WHAT YOU WILL DO:
Set down, exactly and in full, the line holding "shadow? Mark that spot." and all the lines after it until the listing ends, and nothing else.
+++ MATERIAL FOR THIS EXERCISE +++
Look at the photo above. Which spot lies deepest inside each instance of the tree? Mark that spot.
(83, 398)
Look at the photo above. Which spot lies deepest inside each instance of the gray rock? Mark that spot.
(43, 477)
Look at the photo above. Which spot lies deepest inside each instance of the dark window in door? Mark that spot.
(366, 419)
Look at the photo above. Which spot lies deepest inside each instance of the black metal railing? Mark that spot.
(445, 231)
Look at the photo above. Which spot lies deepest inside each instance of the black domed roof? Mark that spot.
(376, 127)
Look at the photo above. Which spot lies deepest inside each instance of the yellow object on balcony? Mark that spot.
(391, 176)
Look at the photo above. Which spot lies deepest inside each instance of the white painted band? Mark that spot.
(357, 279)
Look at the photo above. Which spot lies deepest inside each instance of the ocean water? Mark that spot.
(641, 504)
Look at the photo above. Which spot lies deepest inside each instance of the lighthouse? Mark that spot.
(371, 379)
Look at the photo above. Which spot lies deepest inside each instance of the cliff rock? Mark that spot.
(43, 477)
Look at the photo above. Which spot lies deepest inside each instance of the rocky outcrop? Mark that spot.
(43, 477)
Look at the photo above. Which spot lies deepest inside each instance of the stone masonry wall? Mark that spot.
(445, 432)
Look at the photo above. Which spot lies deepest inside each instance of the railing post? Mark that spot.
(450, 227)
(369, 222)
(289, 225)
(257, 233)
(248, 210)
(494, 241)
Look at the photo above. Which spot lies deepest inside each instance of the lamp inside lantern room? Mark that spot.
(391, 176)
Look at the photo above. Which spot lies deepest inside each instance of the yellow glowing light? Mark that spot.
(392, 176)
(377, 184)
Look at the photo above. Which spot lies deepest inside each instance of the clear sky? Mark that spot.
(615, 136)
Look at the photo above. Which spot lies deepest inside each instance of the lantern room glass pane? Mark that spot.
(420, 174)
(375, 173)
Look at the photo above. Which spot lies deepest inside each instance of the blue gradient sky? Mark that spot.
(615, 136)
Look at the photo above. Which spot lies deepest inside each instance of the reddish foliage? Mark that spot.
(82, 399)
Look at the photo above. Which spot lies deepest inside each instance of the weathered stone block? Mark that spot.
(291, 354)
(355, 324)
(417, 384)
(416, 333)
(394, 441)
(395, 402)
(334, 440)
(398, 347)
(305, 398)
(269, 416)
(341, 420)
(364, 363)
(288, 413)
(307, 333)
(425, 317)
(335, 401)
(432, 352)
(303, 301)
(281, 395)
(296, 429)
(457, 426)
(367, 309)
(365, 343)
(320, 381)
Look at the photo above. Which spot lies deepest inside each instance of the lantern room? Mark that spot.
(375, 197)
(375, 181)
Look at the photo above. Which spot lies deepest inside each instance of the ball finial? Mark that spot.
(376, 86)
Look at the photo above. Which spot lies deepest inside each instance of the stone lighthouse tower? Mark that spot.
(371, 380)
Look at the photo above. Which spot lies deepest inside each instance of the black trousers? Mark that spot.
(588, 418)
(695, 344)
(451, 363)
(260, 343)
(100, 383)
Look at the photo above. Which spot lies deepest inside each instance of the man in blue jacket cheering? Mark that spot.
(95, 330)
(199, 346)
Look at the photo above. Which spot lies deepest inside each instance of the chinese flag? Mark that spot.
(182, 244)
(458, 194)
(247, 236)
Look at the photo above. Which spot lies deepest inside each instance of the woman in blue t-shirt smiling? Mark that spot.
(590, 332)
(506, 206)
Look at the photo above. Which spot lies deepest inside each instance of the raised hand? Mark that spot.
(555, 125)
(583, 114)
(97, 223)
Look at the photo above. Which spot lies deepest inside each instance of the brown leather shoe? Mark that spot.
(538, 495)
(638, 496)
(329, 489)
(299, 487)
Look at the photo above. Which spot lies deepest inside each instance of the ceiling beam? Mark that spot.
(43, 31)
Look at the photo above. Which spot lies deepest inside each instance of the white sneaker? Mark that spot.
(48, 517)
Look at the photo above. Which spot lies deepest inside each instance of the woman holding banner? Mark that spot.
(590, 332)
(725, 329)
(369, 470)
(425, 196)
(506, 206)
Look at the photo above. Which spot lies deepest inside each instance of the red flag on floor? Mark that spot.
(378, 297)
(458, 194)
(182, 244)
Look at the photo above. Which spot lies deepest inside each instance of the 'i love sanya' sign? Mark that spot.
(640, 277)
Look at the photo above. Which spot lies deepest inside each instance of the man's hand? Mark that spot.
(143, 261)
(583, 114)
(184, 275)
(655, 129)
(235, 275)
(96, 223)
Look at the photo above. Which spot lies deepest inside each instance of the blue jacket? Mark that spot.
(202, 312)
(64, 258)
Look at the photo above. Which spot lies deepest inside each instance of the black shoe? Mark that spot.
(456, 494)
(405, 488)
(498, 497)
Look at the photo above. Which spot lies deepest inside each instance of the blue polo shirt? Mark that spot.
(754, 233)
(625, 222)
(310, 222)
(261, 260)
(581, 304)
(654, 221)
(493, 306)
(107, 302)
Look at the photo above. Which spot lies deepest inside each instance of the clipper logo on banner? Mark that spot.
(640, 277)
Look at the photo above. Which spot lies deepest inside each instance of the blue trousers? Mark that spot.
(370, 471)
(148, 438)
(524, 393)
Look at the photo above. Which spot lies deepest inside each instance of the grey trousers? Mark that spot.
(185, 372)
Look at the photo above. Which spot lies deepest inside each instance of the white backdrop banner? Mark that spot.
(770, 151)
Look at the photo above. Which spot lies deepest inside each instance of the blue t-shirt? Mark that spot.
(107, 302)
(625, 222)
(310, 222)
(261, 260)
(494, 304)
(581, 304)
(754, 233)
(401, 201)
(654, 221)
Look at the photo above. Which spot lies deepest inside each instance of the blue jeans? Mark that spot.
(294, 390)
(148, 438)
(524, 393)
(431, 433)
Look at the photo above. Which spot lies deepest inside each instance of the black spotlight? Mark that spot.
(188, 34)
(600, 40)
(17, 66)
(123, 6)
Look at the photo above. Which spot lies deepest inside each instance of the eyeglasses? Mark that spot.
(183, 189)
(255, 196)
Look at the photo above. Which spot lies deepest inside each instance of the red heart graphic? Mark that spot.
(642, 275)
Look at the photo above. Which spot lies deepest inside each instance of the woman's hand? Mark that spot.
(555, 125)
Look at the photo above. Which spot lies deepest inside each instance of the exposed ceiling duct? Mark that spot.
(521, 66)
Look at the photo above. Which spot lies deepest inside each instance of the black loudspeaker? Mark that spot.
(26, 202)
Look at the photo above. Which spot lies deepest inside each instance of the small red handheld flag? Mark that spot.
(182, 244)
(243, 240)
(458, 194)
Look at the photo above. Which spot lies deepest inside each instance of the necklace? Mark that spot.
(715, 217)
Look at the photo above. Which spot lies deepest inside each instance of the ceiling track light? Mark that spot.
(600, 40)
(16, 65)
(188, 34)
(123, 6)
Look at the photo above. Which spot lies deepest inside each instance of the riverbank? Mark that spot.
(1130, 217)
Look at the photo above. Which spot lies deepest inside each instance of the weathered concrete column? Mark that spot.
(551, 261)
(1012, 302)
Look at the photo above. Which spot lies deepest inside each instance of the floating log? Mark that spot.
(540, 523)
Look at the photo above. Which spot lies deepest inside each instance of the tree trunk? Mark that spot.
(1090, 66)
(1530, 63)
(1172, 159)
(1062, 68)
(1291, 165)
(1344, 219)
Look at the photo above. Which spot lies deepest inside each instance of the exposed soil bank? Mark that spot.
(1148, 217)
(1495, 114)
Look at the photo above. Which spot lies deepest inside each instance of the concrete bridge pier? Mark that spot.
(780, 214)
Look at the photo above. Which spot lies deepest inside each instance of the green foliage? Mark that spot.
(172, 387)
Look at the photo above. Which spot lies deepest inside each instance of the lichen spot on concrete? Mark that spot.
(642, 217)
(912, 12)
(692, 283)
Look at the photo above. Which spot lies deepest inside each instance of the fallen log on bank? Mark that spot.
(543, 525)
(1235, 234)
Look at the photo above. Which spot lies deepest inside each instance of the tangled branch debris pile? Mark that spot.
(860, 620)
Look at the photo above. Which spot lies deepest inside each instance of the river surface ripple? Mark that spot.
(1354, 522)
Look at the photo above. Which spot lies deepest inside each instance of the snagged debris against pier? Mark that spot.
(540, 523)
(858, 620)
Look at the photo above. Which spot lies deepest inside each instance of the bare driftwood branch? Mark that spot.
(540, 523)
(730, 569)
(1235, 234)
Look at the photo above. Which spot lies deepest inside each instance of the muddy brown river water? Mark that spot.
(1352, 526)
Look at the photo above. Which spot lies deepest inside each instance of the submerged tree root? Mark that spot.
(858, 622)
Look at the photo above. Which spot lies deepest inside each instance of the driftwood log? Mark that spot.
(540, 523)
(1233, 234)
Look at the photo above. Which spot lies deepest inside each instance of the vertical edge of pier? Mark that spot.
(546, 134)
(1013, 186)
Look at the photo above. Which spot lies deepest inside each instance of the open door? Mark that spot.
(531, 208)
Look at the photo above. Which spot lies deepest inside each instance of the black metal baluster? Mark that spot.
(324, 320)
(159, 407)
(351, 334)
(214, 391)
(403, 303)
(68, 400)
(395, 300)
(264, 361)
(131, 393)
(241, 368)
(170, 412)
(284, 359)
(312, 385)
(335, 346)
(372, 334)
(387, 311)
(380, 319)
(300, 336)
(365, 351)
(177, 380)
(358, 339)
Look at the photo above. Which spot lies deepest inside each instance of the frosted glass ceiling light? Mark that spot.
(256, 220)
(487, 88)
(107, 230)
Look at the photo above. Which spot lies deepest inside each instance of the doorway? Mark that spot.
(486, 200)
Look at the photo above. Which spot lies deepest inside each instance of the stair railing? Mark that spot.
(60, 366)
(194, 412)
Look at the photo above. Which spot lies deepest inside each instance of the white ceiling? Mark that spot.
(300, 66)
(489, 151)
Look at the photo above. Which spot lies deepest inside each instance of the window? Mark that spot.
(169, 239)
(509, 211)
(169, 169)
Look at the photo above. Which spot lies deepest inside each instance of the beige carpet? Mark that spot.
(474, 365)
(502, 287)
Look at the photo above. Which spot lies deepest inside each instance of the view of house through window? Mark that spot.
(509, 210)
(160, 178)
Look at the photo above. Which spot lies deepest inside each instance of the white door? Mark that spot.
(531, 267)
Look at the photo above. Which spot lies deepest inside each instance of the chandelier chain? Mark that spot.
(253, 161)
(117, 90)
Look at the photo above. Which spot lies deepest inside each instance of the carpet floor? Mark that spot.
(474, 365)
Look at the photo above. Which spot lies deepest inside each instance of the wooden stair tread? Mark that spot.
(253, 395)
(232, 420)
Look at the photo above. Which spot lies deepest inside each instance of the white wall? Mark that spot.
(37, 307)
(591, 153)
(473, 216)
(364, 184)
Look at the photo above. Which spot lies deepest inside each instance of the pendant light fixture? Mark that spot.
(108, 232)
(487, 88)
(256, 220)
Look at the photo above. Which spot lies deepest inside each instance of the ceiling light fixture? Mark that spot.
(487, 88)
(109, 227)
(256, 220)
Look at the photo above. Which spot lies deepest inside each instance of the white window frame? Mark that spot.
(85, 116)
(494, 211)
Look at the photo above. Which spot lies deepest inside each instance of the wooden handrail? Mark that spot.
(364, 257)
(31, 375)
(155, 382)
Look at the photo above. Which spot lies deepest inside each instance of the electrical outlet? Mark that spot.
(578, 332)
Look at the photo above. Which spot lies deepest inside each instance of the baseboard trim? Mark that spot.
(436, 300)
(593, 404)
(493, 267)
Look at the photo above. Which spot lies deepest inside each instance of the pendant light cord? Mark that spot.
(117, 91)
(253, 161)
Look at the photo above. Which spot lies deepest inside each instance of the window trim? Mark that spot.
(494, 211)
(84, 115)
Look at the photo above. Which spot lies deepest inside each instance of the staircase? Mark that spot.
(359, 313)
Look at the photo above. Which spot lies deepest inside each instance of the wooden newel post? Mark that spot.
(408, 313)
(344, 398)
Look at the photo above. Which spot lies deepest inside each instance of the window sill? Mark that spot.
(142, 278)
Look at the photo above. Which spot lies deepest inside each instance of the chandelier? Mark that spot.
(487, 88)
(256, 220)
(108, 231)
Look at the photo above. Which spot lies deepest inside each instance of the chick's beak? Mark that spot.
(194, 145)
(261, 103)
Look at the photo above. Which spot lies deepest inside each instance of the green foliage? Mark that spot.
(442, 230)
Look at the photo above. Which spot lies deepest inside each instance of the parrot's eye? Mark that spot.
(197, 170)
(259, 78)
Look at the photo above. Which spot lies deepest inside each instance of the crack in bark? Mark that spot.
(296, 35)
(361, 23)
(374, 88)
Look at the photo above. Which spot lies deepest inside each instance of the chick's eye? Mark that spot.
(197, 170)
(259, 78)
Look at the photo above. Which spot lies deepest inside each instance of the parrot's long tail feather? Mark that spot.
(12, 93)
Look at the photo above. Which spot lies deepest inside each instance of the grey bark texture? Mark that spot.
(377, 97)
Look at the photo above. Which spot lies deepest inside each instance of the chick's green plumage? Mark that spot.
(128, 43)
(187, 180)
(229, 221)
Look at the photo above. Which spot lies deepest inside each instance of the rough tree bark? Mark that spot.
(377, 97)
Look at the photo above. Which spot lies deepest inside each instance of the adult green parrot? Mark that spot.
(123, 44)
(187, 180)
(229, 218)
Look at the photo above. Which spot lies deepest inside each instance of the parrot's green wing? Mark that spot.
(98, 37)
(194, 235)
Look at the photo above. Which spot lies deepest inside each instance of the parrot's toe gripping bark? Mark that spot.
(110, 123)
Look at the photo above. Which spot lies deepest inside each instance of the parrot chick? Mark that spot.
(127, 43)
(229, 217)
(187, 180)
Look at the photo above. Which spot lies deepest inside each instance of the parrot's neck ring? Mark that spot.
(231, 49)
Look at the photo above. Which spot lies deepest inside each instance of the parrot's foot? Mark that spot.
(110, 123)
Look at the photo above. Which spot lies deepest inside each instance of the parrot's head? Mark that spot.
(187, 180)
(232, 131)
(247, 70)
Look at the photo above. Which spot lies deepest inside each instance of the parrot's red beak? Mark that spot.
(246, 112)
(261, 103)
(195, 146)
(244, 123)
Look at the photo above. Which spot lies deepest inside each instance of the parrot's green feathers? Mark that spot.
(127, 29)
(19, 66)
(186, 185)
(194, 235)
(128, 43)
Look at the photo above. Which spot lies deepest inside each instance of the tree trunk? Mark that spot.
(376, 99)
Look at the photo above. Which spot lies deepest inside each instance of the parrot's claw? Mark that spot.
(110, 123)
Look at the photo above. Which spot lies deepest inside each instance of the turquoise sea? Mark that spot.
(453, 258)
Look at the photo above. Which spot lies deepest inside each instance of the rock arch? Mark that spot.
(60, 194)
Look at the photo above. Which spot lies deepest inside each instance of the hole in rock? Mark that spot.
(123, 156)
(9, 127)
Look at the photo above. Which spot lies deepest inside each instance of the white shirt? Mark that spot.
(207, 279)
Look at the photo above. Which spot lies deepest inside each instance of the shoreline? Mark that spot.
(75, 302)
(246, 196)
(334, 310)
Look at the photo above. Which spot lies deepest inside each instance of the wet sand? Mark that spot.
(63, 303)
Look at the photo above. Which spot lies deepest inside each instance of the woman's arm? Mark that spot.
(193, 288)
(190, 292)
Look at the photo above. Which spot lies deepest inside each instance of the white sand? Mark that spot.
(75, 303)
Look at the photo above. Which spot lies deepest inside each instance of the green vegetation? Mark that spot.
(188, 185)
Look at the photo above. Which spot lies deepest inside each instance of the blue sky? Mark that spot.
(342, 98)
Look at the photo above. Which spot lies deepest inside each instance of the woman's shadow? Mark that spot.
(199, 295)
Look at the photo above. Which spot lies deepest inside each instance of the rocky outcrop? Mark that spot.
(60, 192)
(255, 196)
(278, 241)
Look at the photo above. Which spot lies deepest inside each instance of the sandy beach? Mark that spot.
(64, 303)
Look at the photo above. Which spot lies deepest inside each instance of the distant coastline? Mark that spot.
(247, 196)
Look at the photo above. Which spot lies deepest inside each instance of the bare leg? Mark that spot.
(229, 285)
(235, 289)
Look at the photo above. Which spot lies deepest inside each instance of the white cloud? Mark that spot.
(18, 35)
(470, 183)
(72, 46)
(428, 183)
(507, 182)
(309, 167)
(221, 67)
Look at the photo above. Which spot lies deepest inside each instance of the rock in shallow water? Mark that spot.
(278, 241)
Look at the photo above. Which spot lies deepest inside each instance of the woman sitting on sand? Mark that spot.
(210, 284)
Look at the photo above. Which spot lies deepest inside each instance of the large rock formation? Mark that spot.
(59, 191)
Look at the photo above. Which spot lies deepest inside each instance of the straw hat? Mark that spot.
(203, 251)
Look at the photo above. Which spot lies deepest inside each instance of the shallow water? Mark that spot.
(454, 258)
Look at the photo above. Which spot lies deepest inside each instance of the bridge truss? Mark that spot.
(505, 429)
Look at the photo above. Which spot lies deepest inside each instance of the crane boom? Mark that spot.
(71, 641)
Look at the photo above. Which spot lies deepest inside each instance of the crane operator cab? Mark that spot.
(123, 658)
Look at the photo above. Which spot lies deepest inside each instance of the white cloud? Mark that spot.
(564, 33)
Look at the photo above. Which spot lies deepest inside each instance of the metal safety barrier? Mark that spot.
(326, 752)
+++
OUTPUT OF THE EXERCISE:
Look at the photo above. Which spot lies deepest inside each instance of the woman's shadow? Mark that spot.
(199, 295)
Look at the photo above. Which spot lies deepest inside each instance of the rocky outcrop? Mark that spot.
(60, 192)
(255, 196)
(278, 241)
Look at the photo above. Which spot lies deepest inside each instance of the sandy beach? Mark that spot.
(64, 303)
Look at the photo above. Which spot lies deepest inside each instance of the distant coastline? Mark that spot.
(247, 196)
Look at the photo above. Which spot lies deepest inside each instance of the bare leg? Mark that spot.
(229, 285)
(235, 289)
Look at the photo above. Which spot lies deepest inside each instance of the white cloud? Mark that spot.
(18, 35)
(470, 183)
(72, 46)
(428, 183)
(507, 182)
(309, 167)
(221, 67)
Look at the photo above. Which spot lies deepest inside each instance of the rock in shallow water? Mark that spot.
(278, 241)
Look at the photo above. Which spot lies deepest inside each instance of the woman sitting on sand? Mark that spot.
(210, 284)
Look at the photo above. Which spot lies deepest inside each instance of the large rock formation? Mark that spot.
(59, 191)
Look at the photo above. Which spot lies deepest inside each instance of the straw hat? Mark that spot.
(203, 251)
Look at the photo above. Which spot lies deepest inside each instance of the shallow water? Mark that spot.
(454, 258)
Look at the photo above. Which spot lies deepest inside each instance of the bridge truss? Mark that spot.
(505, 429)
Look at the photo above. Which spot lies deepest inside each instance of the crane boom? Mark that spot.
(71, 641)
Look at the photo above. Which spot lies deepest inside each instance of the crane operator cab? Mark that spot.
(123, 658)
Look at the photo above. Which spot lies deepest inside each instance of the white cloud? Mark that spot.
(564, 33)
Look at the photo above. Which spot lies deepest inside each instance of the metal safety barrier? Mark that spot.
(326, 752)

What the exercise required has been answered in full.